__Documento de origem__.
Voltar o olhar de dentro para fora, olhar para as crianças e “escutá-las com consequência”, como mencionou Mônica Samia, e a consequência é agir alinhado à sustentabilidade, e às preocupações internacionais com o meio ambiente, o que já é um movimento mundial. “As crianças que não têm essa conexão com a natureza, como esperamos que elas cuidem do planeta?”, indagou o pediatra Dr. Daniel Becker, no trecho do documentário O começo da vida 2- Lá fora, disponível em várias plataformas digitais. A importância da criança experienciar a natureza e a cultura foi trazida em todos os momentos do seminário, como força motriz da ampliação de repertórios e consciência de pertencimento, tanto por parte da criança como por parte do educador, que também aprende com o território e com as crianças, entrando no jogo da imaginação e do resgate cultural e natural. 

Lugares brincantes

Brincar é um direito de todas as crianças, garantido tanto na Constituição Federal (1988), artigo 227, quanto no Estatuto da Criança e do Adolescente – ECA (Lei nº 8.069/90), artigos 4º e 16º. As profissionais trouxeram para este encontro visões de desconstrução social consumista, como mencionou Mônica, costuradas e potencializadas por muitos educadores e famílias. Para brincar de casinha não é preciso comprar a cozinha de plástico cor de rosa na loja. É preciso pensar nos espaços do brincar sem brinquedo, do brincar com os elementos da natureza e da cultura que estão disponíveis para as crianças. Elas dependem dos adultos para terem voz e são as grandes vítimas das escolhas que fazemos.

“A escola muitas vezes colocou isso na nossa cabeça, que folha é verde e tronco é marrom. Olha quanta experiência foi retirada de nós, experiências lúdicas, brincantes, exploratórias e de experimentação pra gente chegar numa visão tão estreita de uma possibilidade tão ampla”, questionou Mônica, perto de sua finalização, e colocou-nos a pensar. A reconexão com a natureza por meio dos materiais, das formas, texturas, espaços, sensações e nas histórias dos lugares, nas raízes da cultura brasileira, nos cantos, nas vestimentas, tecidos, e brincadeiras regionais é o que vai “repertoriar” a todos para realmente conseguirmos escutar as crianças e agir.

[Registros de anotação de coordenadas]
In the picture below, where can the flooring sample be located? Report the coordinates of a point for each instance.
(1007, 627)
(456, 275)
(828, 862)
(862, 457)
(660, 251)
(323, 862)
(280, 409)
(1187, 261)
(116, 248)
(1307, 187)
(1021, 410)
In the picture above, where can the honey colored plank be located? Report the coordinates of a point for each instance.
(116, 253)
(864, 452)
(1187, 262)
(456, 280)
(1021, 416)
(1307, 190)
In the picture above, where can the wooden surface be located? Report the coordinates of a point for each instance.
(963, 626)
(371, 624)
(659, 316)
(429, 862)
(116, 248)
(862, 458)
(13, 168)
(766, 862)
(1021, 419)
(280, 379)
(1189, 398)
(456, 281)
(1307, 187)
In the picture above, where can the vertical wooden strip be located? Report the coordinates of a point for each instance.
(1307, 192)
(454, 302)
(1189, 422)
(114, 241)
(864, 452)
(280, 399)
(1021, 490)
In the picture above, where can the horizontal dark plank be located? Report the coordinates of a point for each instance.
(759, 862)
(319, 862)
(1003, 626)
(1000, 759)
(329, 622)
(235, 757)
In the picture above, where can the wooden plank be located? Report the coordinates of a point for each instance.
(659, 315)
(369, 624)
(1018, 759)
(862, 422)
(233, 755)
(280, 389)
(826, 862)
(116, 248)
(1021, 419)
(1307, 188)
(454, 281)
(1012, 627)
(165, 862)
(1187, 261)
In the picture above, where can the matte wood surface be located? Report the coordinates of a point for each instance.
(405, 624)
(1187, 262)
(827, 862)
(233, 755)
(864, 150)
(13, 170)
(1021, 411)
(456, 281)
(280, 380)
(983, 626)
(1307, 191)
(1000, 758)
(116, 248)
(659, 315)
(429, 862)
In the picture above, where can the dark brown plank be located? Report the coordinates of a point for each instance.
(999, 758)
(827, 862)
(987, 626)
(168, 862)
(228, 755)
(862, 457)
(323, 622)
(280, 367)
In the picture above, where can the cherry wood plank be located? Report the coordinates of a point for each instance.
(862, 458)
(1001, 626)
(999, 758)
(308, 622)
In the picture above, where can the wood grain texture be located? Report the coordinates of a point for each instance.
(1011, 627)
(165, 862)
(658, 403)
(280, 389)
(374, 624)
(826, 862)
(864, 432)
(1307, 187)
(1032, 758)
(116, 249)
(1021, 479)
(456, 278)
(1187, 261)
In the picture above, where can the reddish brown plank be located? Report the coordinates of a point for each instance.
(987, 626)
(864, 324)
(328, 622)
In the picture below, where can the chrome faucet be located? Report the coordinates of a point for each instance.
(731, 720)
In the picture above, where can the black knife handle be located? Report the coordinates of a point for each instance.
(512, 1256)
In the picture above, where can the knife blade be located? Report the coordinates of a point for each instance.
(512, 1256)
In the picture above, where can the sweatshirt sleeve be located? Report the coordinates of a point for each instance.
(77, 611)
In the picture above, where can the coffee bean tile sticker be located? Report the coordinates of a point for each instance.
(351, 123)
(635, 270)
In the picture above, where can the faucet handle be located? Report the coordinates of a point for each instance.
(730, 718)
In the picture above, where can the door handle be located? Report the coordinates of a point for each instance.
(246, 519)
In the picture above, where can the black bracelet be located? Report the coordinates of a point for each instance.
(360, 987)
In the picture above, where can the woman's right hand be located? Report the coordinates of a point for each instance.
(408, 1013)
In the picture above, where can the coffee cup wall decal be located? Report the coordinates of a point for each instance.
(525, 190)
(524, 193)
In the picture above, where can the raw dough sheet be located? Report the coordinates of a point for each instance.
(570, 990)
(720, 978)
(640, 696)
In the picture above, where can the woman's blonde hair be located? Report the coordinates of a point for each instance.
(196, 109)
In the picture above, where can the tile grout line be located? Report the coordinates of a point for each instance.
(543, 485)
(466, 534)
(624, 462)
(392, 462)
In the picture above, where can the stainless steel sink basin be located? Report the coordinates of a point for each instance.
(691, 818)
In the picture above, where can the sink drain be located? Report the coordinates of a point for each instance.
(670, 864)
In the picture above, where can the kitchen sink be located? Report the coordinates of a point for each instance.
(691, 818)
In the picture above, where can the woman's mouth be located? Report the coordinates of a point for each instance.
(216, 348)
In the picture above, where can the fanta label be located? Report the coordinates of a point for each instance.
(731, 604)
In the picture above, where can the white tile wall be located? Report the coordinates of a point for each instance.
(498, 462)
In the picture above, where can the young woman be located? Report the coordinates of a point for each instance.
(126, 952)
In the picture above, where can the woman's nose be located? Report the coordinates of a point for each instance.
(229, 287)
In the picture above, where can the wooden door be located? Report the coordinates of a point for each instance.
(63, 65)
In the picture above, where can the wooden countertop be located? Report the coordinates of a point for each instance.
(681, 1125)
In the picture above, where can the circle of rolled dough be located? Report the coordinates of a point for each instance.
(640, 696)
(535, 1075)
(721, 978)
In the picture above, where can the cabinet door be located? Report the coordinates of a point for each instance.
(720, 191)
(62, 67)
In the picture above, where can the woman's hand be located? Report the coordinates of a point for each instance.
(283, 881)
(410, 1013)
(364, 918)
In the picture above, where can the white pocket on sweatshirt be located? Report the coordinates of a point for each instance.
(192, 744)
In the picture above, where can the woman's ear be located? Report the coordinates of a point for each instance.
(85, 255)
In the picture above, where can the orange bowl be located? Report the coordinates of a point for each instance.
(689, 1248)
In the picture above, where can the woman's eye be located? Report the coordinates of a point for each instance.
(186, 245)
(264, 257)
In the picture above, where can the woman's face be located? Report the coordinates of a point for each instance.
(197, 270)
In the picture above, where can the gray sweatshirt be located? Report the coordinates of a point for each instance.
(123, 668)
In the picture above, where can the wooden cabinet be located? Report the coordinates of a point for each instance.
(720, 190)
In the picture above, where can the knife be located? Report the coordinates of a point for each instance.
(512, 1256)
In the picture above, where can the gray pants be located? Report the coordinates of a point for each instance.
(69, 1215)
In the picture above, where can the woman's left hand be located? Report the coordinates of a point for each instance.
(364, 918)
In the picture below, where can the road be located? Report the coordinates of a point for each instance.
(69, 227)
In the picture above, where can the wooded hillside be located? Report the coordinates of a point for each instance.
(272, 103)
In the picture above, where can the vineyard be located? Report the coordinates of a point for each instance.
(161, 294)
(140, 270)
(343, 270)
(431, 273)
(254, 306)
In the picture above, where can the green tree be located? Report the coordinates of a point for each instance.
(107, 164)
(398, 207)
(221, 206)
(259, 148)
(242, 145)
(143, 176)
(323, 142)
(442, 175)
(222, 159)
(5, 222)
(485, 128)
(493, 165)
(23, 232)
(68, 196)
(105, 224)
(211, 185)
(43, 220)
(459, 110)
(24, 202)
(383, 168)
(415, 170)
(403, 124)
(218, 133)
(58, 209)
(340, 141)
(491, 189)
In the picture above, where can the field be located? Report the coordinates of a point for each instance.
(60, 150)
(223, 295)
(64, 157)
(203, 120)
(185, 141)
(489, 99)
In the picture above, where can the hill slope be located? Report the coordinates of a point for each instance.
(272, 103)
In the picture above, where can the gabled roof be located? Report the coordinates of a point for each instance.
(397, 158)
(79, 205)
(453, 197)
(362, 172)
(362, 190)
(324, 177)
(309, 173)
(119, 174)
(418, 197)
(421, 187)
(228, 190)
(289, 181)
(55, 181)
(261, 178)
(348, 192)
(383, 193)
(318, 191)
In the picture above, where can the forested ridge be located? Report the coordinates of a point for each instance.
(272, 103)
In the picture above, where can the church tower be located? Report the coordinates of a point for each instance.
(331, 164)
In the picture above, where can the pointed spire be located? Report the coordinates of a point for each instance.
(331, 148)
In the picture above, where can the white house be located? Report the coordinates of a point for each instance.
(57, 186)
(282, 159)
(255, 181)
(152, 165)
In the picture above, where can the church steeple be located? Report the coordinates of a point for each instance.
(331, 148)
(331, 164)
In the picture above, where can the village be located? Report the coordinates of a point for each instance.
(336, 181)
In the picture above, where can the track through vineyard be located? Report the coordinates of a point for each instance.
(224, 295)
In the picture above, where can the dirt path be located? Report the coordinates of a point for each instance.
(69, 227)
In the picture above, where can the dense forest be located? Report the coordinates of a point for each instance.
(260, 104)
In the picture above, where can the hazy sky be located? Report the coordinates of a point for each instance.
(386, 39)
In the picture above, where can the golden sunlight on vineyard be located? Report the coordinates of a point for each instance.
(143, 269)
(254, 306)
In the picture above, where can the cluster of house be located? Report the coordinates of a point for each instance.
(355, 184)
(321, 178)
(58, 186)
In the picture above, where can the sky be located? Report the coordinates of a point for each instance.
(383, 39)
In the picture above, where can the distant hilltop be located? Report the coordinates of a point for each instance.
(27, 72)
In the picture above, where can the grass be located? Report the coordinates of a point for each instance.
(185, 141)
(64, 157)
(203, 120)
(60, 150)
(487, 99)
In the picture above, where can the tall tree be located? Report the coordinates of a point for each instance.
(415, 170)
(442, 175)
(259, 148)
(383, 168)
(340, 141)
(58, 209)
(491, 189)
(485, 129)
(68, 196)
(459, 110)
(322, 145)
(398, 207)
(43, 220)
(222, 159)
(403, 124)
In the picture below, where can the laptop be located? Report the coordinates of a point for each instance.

__Desafio__.
Por favor, diga quais artigos do ECA garantem o direito de brincar, segundo o documento de origem. Os registros não têm relação com o texto.

__Tarefa concluída__.
Os artigos 4º e 16º.